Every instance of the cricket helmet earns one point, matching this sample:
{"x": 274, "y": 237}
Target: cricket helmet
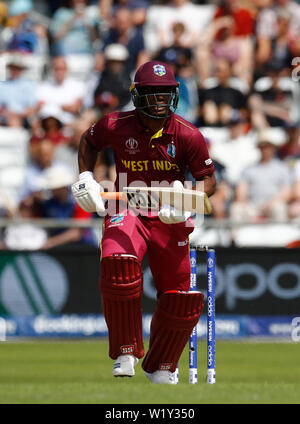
{"x": 150, "y": 75}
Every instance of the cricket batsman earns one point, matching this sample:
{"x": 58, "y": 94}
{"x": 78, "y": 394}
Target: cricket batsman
{"x": 151, "y": 144}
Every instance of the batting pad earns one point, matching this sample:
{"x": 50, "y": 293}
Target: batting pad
{"x": 121, "y": 287}
{"x": 175, "y": 316}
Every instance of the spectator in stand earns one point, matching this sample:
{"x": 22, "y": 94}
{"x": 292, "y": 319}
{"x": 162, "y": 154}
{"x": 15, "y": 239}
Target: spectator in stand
{"x": 220, "y": 96}
{"x": 184, "y": 12}
{"x": 220, "y": 41}
{"x": 3, "y": 22}
{"x": 294, "y": 207}
{"x": 67, "y": 153}
{"x": 293, "y": 8}
{"x": 180, "y": 58}
{"x": 138, "y": 10}
{"x": 61, "y": 92}
{"x": 115, "y": 79}
{"x": 239, "y": 142}
{"x": 75, "y": 28}
{"x": 24, "y": 32}
{"x": 264, "y": 188}
{"x": 94, "y": 79}
{"x": 276, "y": 49}
{"x": 49, "y": 126}
{"x": 274, "y": 101}
{"x": 243, "y": 16}
{"x": 18, "y": 95}
{"x": 221, "y": 198}
{"x": 291, "y": 148}
{"x": 123, "y": 31}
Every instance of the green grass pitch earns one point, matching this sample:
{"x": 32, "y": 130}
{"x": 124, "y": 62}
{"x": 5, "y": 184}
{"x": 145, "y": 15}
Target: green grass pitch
{"x": 80, "y": 372}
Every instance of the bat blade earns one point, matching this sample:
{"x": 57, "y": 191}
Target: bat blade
{"x": 184, "y": 200}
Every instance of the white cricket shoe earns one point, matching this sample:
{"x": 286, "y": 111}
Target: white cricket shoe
{"x": 124, "y": 366}
{"x": 162, "y": 377}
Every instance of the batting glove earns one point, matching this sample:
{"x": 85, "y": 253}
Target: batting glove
{"x": 170, "y": 215}
{"x": 86, "y": 192}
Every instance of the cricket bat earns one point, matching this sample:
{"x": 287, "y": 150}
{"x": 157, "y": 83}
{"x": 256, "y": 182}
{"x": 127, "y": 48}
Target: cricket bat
{"x": 152, "y": 198}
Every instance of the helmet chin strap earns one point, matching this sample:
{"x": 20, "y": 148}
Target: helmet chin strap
{"x": 167, "y": 114}
{"x": 144, "y": 108}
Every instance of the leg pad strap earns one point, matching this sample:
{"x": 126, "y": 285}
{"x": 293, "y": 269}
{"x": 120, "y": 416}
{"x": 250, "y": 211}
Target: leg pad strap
{"x": 172, "y": 323}
{"x": 121, "y": 287}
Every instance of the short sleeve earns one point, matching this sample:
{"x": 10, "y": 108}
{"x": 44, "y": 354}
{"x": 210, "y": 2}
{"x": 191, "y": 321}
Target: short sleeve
{"x": 198, "y": 159}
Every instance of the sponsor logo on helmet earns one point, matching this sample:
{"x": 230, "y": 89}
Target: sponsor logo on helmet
{"x": 171, "y": 150}
{"x": 127, "y": 349}
{"x": 159, "y": 70}
{"x": 165, "y": 367}
{"x": 132, "y": 145}
{"x": 116, "y": 219}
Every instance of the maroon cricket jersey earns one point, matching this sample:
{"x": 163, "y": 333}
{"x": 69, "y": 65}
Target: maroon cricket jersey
{"x": 150, "y": 158}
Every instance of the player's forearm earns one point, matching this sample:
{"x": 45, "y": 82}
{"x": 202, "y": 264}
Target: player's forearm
{"x": 207, "y": 184}
{"x": 87, "y": 156}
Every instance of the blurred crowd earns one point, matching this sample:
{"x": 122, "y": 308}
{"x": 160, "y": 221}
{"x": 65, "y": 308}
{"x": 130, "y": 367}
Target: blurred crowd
{"x": 64, "y": 64}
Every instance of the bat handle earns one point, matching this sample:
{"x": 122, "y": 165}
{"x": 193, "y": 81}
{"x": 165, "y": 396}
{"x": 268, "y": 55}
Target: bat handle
{"x": 112, "y": 195}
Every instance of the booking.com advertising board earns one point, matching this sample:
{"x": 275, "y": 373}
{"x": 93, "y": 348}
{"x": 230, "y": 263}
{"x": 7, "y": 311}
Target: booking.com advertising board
{"x": 55, "y": 293}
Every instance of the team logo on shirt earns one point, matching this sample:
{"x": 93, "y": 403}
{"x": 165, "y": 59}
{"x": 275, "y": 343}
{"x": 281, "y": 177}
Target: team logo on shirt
{"x": 116, "y": 219}
{"x": 132, "y": 146}
{"x": 159, "y": 70}
{"x": 171, "y": 150}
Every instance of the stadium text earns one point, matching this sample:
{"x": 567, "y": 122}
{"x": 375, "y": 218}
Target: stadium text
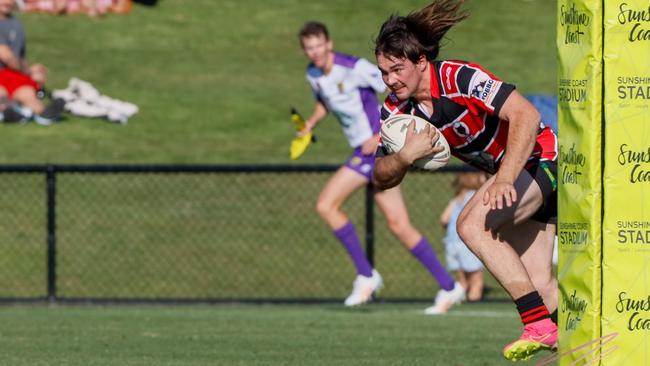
{"x": 628, "y": 305}
{"x": 635, "y": 17}
{"x": 628, "y": 156}
{"x": 575, "y": 306}
{"x": 573, "y": 20}
{"x": 573, "y": 237}
{"x": 572, "y": 163}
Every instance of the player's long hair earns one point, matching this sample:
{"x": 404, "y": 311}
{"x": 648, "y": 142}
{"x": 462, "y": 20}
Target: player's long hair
{"x": 420, "y": 32}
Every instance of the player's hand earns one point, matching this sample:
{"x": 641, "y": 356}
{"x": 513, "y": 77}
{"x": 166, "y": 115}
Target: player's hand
{"x": 419, "y": 144}
{"x": 369, "y": 147}
{"x": 498, "y": 193}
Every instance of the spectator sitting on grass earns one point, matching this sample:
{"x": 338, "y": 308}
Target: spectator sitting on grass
{"x": 20, "y": 81}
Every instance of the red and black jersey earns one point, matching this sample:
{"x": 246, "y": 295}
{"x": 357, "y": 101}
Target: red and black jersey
{"x": 466, "y": 104}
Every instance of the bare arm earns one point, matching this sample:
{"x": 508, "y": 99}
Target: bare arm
{"x": 524, "y": 125}
{"x": 445, "y": 217}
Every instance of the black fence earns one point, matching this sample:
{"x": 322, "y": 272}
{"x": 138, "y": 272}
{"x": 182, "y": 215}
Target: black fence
{"x": 198, "y": 233}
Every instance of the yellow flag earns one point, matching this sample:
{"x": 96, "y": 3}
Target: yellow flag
{"x": 299, "y": 144}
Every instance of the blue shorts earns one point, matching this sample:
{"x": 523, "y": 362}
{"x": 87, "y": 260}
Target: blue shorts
{"x": 460, "y": 258}
{"x": 360, "y": 163}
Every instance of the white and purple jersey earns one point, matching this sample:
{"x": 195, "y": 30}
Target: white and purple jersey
{"x": 348, "y": 91}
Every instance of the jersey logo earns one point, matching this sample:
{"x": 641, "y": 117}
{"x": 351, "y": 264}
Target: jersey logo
{"x": 484, "y": 89}
{"x": 461, "y": 129}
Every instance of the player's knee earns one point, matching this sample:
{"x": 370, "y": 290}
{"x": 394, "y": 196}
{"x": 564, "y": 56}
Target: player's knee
{"x": 465, "y": 229}
{"x": 324, "y": 208}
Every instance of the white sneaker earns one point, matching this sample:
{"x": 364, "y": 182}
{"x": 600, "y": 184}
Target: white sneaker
{"x": 446, "y": 299}
{"x": 363, "y": 288}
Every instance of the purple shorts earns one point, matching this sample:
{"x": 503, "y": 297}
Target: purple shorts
{"x": 360, "y": 163}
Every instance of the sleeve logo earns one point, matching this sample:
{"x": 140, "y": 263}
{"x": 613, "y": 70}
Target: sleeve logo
{"x": 483, "y": 89}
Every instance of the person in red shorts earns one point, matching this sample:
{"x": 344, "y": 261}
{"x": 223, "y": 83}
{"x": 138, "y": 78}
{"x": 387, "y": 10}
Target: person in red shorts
{"x": 19, "y": 81}
{"x": 510, "y": 222}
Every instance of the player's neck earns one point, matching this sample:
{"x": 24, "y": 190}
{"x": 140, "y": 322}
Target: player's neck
{"x": 329, "y": 63}
{"x": 423, "y": 91}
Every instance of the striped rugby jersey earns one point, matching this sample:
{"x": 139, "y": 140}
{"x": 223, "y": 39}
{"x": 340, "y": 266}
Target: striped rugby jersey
{"x": 348, "y": 91}
{"x": 466, "y": 104}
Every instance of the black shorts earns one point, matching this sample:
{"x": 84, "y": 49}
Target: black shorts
{"x": 544, "y": 172}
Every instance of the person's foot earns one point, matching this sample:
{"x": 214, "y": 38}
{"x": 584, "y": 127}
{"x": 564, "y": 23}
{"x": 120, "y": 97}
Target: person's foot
{"x": 13, "y": 114}
{"x": 446, "y": 299}
{"x": 537, "y": 336}
{"x": 363, "y": 288}
{"x": 51, "y": 113}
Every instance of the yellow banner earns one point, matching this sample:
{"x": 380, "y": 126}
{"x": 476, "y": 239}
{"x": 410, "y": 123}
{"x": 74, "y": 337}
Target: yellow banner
{"x": 579, "y": 40}
{"x": 626, "y": 181}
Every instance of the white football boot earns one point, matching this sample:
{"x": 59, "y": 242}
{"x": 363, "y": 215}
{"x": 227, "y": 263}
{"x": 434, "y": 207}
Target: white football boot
{"x": 363, "y": 288}
{"x": 446, "y": 299}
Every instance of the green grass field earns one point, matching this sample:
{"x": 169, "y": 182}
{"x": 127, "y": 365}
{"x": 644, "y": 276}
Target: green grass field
{"x": 256, "y": 335}
{"x": 215, "y": 79}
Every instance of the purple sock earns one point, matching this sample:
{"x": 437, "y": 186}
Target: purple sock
{"x": 348, "y": 237}
{"x": 425, "y": 254}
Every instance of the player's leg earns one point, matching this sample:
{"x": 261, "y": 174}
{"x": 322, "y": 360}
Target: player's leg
{"x": 485, "y": 232}
{"x": 533, "y": 242}
{"x": 26, "y": 95}
{"x": 348, "y": 179}
{"x": 472, "y": 269}
{"x": 475, "y": 285}
{"x": 391, "y": 203}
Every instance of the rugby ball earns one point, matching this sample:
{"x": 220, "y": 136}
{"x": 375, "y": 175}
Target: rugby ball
{"x": 393, "y": 134}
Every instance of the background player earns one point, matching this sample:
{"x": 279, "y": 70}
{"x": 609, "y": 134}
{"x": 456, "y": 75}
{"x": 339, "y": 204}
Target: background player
{"x": 346, "y": 86}
{"x": 509, "y": 223}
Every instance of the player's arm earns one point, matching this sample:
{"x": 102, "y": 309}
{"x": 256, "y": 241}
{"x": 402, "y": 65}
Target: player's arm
{"x": 445, "y": 217}
{"x": 524, "y": 121}
{"x": 320, "y": 112}
{"x": 390, "y": 169}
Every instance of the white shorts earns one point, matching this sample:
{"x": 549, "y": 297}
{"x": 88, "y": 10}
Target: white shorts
{"x": 460, "y": 258}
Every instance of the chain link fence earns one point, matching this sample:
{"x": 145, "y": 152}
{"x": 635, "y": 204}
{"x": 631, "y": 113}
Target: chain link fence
{"x": 198, "y": 233}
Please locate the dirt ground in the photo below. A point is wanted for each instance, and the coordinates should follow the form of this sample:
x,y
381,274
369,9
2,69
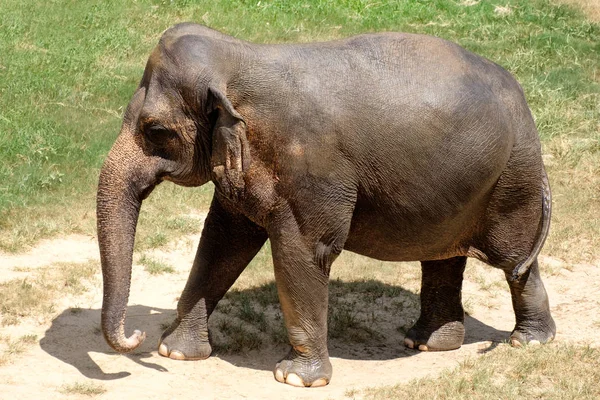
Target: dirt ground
x,y
71,350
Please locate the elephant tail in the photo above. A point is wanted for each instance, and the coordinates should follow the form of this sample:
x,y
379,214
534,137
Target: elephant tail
x,y
543,230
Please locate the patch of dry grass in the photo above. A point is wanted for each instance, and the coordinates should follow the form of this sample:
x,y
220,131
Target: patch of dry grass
x,y
12,347
554,371
36,295
88,388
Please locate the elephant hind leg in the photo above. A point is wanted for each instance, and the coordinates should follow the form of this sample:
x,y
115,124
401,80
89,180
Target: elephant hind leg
x,y
441,323
534,323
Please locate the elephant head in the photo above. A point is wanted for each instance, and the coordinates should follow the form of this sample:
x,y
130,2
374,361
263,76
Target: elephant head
x,y
179,126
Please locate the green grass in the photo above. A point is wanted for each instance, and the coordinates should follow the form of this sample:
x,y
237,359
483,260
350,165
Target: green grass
x,y
36,295
66,77
154,266
544,372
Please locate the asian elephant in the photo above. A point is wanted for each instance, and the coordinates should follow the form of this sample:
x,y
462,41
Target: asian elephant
x,y
400,147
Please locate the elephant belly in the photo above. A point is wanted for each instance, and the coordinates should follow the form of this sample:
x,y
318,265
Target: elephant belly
x,y
396,233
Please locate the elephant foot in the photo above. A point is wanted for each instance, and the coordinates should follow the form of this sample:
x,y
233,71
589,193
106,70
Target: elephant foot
x,y
533,334
449,336
181,343
297,369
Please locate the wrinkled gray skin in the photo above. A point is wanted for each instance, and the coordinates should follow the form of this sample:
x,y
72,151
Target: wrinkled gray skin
x,y
396,146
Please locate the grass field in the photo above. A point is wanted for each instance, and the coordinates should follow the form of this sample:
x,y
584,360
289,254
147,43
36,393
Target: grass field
x,y
66,77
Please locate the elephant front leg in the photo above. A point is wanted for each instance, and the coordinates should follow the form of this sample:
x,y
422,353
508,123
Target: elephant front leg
x,y
229,242
302,276
441,323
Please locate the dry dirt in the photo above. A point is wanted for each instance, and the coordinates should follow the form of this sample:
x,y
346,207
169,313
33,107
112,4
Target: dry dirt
x,y
71,350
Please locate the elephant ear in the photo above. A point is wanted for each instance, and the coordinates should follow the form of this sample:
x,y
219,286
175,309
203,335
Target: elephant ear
x,y
230,156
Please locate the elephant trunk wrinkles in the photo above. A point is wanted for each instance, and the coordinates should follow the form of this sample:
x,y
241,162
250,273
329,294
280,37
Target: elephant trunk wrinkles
x,y
126,178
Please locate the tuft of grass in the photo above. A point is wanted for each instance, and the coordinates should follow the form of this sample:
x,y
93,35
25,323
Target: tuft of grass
x,y
20,298
553,371
12,348
237,338
154,266
90,389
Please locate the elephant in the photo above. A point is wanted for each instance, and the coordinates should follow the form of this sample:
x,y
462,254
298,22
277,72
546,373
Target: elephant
x,y
395,146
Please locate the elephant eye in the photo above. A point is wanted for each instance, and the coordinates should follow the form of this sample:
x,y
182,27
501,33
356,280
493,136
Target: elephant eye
x,y
158,135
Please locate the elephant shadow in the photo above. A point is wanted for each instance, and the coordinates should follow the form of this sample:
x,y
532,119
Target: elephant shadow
x,y
367,321
75,335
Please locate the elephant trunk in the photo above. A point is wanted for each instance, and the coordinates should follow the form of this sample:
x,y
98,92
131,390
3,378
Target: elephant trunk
x,y
126,178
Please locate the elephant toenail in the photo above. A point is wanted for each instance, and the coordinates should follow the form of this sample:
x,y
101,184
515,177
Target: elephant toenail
x,y
294,380
177,355
163,350
279,376
319,383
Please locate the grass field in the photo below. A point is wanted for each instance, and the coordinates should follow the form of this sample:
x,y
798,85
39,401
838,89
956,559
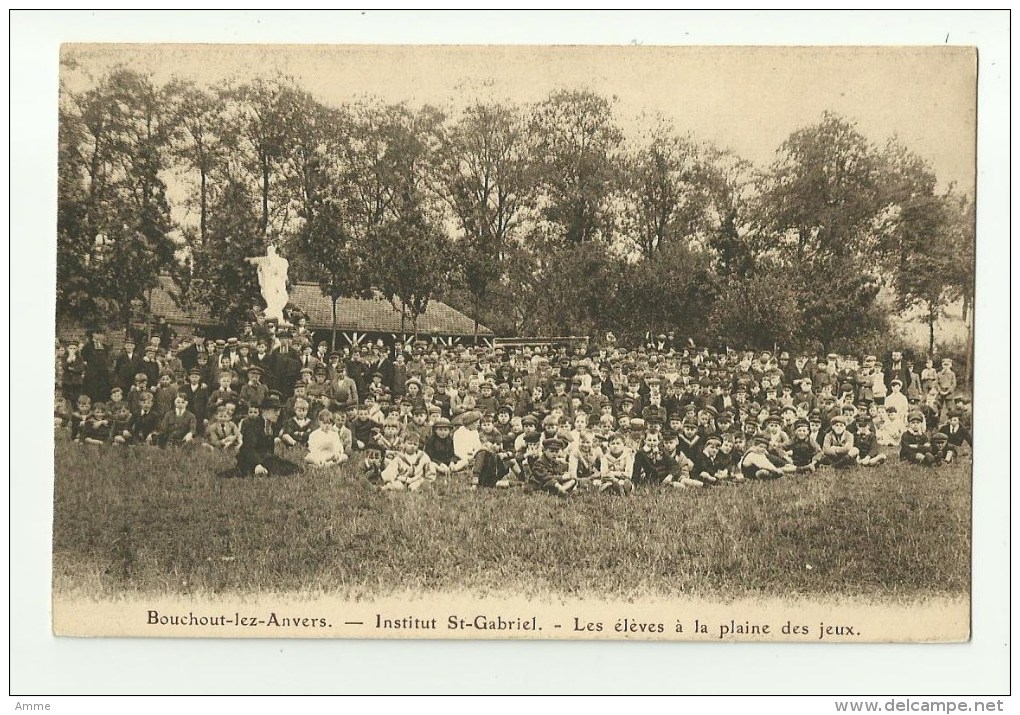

+++++

**Exercise goal:**
Find every line of the records holding "below". Answer with the count alone.

**Solution to this exercise:**
2